EXTRACTED TEXT:
RFC: LRA for x86/x86-64 [0/9]

Vladimir Makarov vmakarov@redhat.com
Tue Oct 2 15:03:00 GMT 2012


On 10/02/2012 12:22 AM, Jeff Law wrote:
> On 10/01/2012 07:14 PM, Vladimir Makarov wrote:
>>
>>    Analogous live ranges are used in IRA as intermidiate step to build a
>> conflict graph.  Actually, the first approach was to use IRA code to
>> assign hard registers to pseudos (e.g.  Jeff Law tried this approach)
>> but it was rejected as requiring much more compilation time.  In some
>> way, one can look at the assignment in LRA is a compromise between
>> quality (which could achieved through repeated buidling conflict graphs
>> and using graph coloring) and compilation speed.

RECORDED INFORMATION:
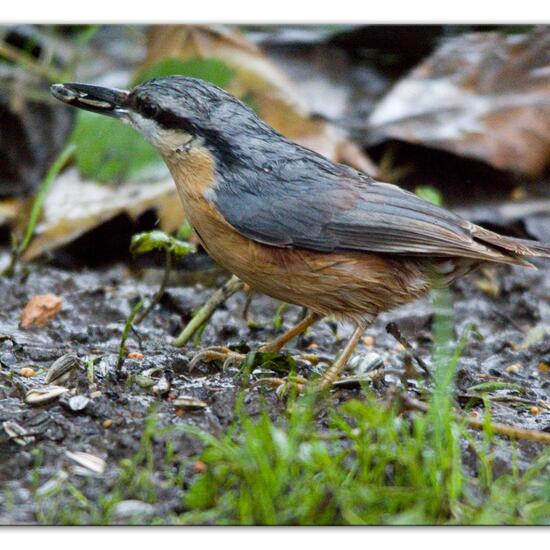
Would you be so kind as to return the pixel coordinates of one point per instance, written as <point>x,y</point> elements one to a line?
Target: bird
<point>291,223</point>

WRITTEN TASK: Reproduce the entire LRA mailing-list message word for word, keeping every line as it appears. The material has no connection to the text.

RESULT OF THIS TASK:
RFC: LRA for x86/x86-64 [0/9]

Vladimir Makarov vmakarov@redhat.com
Tue Oct 2 15:03:00 GMT 2012


On 10/02/2012 12:22 AM, Jeff Law wrote:
> On 10/01/2012 07:14 PM, Vladimir Makarov wrote:
>>
>>    Analogous live ranges are used in IRA as intermidiate step to build a
>> conflict graph.  Actually, the first approach was to use IRA code to
>> assign hard registers to pseudos (e.g.  Jeff Law tried this approach)
>> but it was rejected as requiring much more compilation time.  In some
>> way, one can look at the assignment in LRA is a compromise between
>> quality (which could achieved through repeated buidling conflict graphs
>> and using graph coloring) and compilation speed.